===== Excerpt

While he already solidified his leading man status years ago, Clooney quite simply knocks this one out of the park. It is not the typical role we are accustomed to seeing him in, and I think that is what sells it the most. This is a very mature role for Clooney, away from the playboys, the lotharios and the screwballs. He is out of his element, much like the character he is playing, thrust into a situation he never expected in a very adult way. He plays Matt in a very nuanced way, always hovering along the fine line of being a struggling parent and having a full blown emotional breakdown. Clooney has continually proved that he is willing to reinvent himself, and his work here is no different. From the moment he steps on-screen, you are simply enamoured by his presence. We can see the brief twinkle in his eye that suggests he is still the Clooney we all know and adore, but his hardened exterior suggests he is trying to camouflage that fact. I said years ago that Up in the Air was his strongest work. But his work here makes it look positively amateur in comparison.
For all of Clooney's brilliance, it is surprising to note that Woodley almost steals the movie entirely away from him. While she has had quite a lot of experience on television, this is her first real film role and is an immeasurable breakout. The trailer suggests she is a bit of a wild child, but seeing the heartbreak and pain in her face after she finds out what has happened to her mother is enough to make you want to weep uncontrollably. Lucky for her, she gets more than one scene to prove her emotional chops, and she nails each and every one. She holds her own against Clooney, and has just the right amount of charisma and angst to make her character above and beyond believable. Her struggle to find her place and to help her father on this adventure is the emotional crux of the film, and the real driving spirit. She may be extremely younger than Clooney is, but she is an old soul. Their relationship and chemistry is amazing, and should she have been acting against a less capable actor, I doubt she would be anywhere near as powerful as she is.

==========

Required action 1: In the film review, which earlier movie had the reviewer once called Clooney's strongest work?
Required action 2: Pick up the film review after its final sentence and carry it forward.

===== Records shown

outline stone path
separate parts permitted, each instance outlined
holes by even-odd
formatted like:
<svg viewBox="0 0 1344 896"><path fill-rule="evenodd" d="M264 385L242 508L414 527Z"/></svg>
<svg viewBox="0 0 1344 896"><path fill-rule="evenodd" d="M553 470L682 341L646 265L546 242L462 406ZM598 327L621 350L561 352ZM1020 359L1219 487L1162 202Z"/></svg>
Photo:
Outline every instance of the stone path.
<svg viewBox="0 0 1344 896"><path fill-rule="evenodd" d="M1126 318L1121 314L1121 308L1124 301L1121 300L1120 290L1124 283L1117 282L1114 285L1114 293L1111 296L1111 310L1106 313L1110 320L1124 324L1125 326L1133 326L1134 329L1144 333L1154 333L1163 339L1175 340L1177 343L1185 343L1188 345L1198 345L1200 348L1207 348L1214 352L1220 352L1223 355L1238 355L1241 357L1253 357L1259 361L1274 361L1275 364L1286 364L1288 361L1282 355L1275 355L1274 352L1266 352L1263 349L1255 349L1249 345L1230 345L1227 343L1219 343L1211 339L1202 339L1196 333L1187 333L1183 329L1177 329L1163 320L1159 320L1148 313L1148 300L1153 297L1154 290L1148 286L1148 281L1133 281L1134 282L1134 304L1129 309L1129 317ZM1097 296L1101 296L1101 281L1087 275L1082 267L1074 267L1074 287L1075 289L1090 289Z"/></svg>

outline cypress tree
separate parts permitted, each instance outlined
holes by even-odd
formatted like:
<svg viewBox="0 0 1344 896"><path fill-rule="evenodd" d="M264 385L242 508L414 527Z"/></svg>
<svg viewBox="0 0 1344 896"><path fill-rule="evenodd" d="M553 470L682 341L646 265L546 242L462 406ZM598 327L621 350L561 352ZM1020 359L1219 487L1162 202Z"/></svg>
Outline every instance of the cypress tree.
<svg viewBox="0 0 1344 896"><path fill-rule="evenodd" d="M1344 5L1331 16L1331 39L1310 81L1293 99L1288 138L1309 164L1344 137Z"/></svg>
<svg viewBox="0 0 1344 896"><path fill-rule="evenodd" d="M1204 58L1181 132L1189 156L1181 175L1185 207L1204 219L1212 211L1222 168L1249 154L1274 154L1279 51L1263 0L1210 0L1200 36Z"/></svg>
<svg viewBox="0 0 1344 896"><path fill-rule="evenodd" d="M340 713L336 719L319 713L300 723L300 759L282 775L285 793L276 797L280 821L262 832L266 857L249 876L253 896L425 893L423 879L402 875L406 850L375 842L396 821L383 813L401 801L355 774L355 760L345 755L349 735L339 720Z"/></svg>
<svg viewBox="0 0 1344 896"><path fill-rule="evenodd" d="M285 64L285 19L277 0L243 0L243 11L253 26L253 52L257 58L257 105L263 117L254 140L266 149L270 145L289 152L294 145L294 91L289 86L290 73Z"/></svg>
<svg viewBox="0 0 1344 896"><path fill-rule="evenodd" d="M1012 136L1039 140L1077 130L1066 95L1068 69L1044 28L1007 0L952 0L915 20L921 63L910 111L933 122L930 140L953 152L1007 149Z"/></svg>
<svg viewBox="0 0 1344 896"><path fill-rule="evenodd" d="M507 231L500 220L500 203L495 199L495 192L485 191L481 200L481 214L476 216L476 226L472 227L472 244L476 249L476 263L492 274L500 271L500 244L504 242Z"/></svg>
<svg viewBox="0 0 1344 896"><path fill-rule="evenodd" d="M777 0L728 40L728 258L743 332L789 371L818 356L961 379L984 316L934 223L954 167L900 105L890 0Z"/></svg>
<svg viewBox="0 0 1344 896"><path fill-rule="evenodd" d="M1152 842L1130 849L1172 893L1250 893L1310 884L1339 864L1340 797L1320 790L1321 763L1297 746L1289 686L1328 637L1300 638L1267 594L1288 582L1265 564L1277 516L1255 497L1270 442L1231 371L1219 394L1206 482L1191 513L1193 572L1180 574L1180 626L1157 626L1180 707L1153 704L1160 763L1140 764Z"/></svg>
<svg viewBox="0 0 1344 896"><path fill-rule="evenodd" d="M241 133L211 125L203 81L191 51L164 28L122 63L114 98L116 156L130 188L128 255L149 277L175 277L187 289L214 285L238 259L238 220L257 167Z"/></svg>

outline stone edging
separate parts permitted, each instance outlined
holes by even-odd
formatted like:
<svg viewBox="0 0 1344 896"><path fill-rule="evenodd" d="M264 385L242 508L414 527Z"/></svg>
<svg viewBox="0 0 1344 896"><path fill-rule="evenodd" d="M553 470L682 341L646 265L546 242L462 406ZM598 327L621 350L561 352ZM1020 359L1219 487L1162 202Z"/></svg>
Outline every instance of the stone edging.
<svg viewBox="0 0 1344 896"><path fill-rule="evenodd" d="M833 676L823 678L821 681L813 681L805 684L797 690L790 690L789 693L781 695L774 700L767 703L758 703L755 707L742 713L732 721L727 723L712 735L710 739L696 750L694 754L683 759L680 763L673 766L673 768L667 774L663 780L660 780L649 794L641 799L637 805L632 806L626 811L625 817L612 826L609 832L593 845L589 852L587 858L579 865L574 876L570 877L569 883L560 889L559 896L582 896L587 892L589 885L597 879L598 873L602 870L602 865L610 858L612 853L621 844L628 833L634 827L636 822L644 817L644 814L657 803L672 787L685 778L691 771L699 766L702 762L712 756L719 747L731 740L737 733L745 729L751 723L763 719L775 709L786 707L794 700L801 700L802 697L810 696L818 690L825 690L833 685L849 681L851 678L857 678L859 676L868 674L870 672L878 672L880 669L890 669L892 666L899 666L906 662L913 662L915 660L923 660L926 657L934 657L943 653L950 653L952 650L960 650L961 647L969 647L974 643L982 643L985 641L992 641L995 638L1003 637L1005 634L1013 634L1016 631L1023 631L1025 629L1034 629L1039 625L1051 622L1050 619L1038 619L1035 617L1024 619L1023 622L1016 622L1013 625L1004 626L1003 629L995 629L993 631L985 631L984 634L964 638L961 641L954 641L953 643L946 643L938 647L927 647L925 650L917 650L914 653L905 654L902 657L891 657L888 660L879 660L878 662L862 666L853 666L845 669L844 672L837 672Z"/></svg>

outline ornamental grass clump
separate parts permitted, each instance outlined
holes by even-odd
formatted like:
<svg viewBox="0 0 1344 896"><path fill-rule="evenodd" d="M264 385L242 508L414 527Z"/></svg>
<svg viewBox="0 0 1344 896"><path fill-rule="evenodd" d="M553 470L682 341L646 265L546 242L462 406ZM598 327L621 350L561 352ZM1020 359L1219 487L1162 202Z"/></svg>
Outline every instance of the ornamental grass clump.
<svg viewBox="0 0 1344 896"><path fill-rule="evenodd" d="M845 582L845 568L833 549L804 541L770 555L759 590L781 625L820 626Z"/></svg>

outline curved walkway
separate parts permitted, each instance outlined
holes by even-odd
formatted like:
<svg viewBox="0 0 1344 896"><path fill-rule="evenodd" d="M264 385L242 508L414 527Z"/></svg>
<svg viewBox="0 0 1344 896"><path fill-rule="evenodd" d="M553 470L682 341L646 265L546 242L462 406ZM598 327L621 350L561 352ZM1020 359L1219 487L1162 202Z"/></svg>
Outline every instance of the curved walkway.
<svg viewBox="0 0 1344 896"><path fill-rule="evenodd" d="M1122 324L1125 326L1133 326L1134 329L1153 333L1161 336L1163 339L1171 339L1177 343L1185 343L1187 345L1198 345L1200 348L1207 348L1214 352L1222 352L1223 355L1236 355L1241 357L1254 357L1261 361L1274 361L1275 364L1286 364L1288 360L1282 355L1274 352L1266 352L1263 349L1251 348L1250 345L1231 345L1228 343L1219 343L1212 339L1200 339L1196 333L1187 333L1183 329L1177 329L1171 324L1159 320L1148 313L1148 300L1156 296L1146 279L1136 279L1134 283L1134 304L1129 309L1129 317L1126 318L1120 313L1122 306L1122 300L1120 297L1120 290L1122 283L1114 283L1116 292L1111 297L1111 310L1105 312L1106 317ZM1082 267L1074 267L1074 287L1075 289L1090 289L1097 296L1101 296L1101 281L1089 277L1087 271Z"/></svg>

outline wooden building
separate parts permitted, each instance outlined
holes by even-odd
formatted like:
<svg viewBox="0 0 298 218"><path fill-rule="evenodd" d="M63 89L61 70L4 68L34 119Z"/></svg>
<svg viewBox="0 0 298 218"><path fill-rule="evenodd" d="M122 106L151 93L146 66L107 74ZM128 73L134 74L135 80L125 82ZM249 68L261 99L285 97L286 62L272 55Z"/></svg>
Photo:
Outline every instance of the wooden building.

==========

Result 1: Up in the Air

Result 2:
The supporting cast, made up of Beau Bridges, Judy Greer, Nick Krause, Robert Forster and an almost unrecognizable Matthew Lilliard, are all excellent in their small roles. All of them get some really memorable moments to shine, and help to make Clooney and Woodley's performances even greater. Special mention needs to go to both Patricia Hastie, who is confined to a hospital bed for all but about thirty seconds of her screen-time as Matt's wife Elizabeth, and newcomer Miller as Scottie. She is naive and innocent throughout, never once coming off as that annoying kid you try to forget exists. She has a lot of fun in the role, and strikes a real emotional chord at just the right moments. I can only hope directors continue to use her in the future for roles that are just as good, if not better.
It may have taken me practically two months to write about it, but I still find myself at a loss for words about The Descendants. It is finally rolling out into theatres now, and I cannot wait to see the film again. The cast is amazing, with Clooney coming out swinging. Payne may have taken his time finding a follow-up for Sideways, but what he has returned with is nothing short of amazing. Run, drive, fly whatever you have to do, just make sure you do not miss it.